## Job
Below is the data. Give it again, complete and exact.
— start Records for this task —
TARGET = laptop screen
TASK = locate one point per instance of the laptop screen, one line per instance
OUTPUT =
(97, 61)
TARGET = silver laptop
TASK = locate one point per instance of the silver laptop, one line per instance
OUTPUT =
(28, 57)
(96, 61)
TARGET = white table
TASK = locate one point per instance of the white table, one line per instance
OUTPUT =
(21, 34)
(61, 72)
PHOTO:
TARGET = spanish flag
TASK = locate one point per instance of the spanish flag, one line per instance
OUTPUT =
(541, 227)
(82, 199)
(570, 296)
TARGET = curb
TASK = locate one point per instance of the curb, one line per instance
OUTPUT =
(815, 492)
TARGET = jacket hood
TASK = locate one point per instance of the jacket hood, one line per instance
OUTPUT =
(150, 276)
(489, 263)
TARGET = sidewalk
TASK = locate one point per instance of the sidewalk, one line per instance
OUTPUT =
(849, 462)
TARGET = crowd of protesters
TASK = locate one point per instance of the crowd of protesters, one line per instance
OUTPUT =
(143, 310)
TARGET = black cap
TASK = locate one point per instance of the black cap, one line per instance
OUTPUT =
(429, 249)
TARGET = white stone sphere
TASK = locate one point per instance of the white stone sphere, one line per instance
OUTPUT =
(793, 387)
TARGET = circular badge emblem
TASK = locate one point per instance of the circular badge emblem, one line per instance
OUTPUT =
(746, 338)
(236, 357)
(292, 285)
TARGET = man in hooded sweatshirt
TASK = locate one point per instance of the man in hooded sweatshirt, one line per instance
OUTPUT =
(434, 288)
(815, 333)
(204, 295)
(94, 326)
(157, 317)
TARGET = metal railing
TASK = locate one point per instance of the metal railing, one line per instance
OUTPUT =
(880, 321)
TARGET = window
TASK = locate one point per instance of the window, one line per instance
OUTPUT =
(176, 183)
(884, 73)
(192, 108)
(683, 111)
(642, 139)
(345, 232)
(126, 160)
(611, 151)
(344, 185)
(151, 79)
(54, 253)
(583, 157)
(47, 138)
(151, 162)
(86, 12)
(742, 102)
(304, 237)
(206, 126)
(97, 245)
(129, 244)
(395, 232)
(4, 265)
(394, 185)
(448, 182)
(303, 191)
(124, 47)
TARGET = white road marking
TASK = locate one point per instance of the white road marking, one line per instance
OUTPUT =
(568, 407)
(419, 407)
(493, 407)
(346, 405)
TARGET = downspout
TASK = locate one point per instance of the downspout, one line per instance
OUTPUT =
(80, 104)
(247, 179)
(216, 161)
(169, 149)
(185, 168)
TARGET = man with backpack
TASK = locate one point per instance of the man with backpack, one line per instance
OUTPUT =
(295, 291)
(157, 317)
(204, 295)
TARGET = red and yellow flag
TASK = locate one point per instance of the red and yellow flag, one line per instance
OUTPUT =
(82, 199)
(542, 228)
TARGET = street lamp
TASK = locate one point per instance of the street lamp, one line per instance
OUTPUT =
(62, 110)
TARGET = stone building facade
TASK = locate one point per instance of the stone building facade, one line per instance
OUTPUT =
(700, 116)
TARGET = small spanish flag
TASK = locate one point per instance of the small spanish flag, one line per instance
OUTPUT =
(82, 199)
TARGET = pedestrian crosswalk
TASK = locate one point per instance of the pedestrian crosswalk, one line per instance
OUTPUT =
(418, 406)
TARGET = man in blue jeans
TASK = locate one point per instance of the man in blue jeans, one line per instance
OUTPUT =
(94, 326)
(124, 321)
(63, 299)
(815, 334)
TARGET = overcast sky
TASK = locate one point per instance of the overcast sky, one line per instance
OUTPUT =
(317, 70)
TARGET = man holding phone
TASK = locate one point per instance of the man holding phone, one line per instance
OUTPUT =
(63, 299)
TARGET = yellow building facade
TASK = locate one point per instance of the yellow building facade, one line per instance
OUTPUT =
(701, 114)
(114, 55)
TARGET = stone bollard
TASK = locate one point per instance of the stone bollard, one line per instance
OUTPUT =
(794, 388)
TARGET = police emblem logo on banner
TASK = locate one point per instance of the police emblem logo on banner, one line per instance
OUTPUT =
— end Records for this task —
## Expected output
TARGET = laptop screen
TASK = locate one point per instance of the laptop screen, one line per instance
OUTPUT =
(97, 61)
TARGET = silver laptop
TASK = locate one point per instance of the silver laptop, one line per instance
OUTPUT =
(28, 57)
(96, 61)
TARGET = white table
TASK = locate one point per instance of the white table, one line per instance
OUTPUT =
(21, 34)
(61, 72)
PHOTO:
TARGET = spanish flag
TASK = locate one point per instance of the spanish flag, one line per instance
OUTPUT =
(541, 227)
(82, 199)
(570, 296)
TARGET = curb
TASK = locate one point per instance of the curb, one line per instance
OUTPUT =
(815, 492)
TARGET = jacket hood
TASK = locate one point per instance of the jacket hood, one line per instance
OUTPUT =
(150, 276)
(489, 263)
TARGET = sidewalk
TASK = locate one point per instance of the sidewalk, one line per instance
OUTPUT =
(849, 462)
TARGET = crowd of protesters
TASK = locate one point per instance of the crowd of protesters, one line per instance
OUTPUT =
(143, 310)
TARGET = black cap
TASK = locate one point per instance of the black cap, one line per instance
OUTPUT =
(429, 249)
TARGET = white stone sphere
TASK = locate one point per instance of the white stone sphere, one line per instance
OUTPUT =
(793, 387)
TARGET = circular badge emblem
TASK = locate one point per instance of the circular badge emblem, one line per instance
OUTPUT =
(746, 338)
(236, 357)
(292, 285)
TARGET = man in hooded sweatshirt
TASK = locate one point per instance of the man in hooded sweatshirt, one line per instance
OUTPUT =
(434, 288)
(815, 333)
(204, 295)
(94, 326)
(157, 317)
TARGET = metal railing
TASK = locate one point per instance of the metal railing, one line per instance
OUTPUT =
(880, 321)
TARGET = window
TASK = locate one point per instance of the window, one line per instance
OUTPUT =
(176, 183)
(884, 73)
(192, 108)
(683, 111)
(642, 139)
(345, 232)
(126, 160)
(611, 151)
(344, 185)
(151, 79)
(54, 253)
(583, 157)
(47, 138)
(151, 162)
(86, 12)
(742, 102)
(304, 237)
(206, 126)
(97, 245)
(129, 244)
(395, 232)
(4, 265)
(394, 185)
(448, 182)
(303, 191)
(124, 47)
TARGET = white road marking
TASK = locate one point per instance of the white road marking, one line per instance
OUTPUT =
(568, 407)
(419, 407)
(493, 407)
(346, 405)
TARGET = downspout
TASK = locate one point per instance of the downspout, one line per instance
OUTPUT =
(80, 104)
(247, 179)
(216, 161)
(169, 149)
(185, 168)
TARGET = man with backpack
TASK = locate one point per instance of the man with backpack, one line per instance
OUTPUT =
(295, 291)
(157, 317)
(204, 295)
TARGET = red and yellow flag
TASK = locate one point per instance of the red and yellow flag, one line per instance
OUTPUT =
(82, 199)
(542, 228)
TARGET = street lamp
TASK = locate one point per instance of the street lamp, one line per instance
OUTPUT =
(62, 110)
TARGET = stone building facade
TASK = locate one point per instance of the stone building facade, one line per instance
OUTPUT =
(700, 116)
TARGET = small spanish flag
TASK = locate one point per instance of the small spanish flag, one line per instance
OUTPUT =
(82, 199)
TARGET = pedestrian crosswalk
TASK = locate one point per instance of the pedestrian crosswalk, one line per instance
OUTPUT =
(418, 406)
TARGET = man in blue jeans
TASK = locate one point per instance of the man in blue jeans, one line per instance
OUTPUT =
(94, 326)
(124, 321)
(63, 299)
(815, 334)
TARGET = overcast sky
TASK = locate one point per instance of the overcast sky, one line per instance
OUTPUT =
(317, 70)
TARGET = man holding phone
TASK = locate one point per instance of the man holding phone, one line per instance
OUTPUT =
(63, 299)
TARGET = yellow building facade
TASK = locate one point per instance of the yellow building facade, one line per instance
OUTPUT =
(701, 114)
(114, 55)
TARGET = stone bollard
TASK = locate one point per instance of the stone bollard, one line per instance
OUTPUT =
(794, 388)
TARGET = police emblem logo on banner
TASK = locate one point per instance of the police emblem logo on banner, one line per instance
OUTPUT =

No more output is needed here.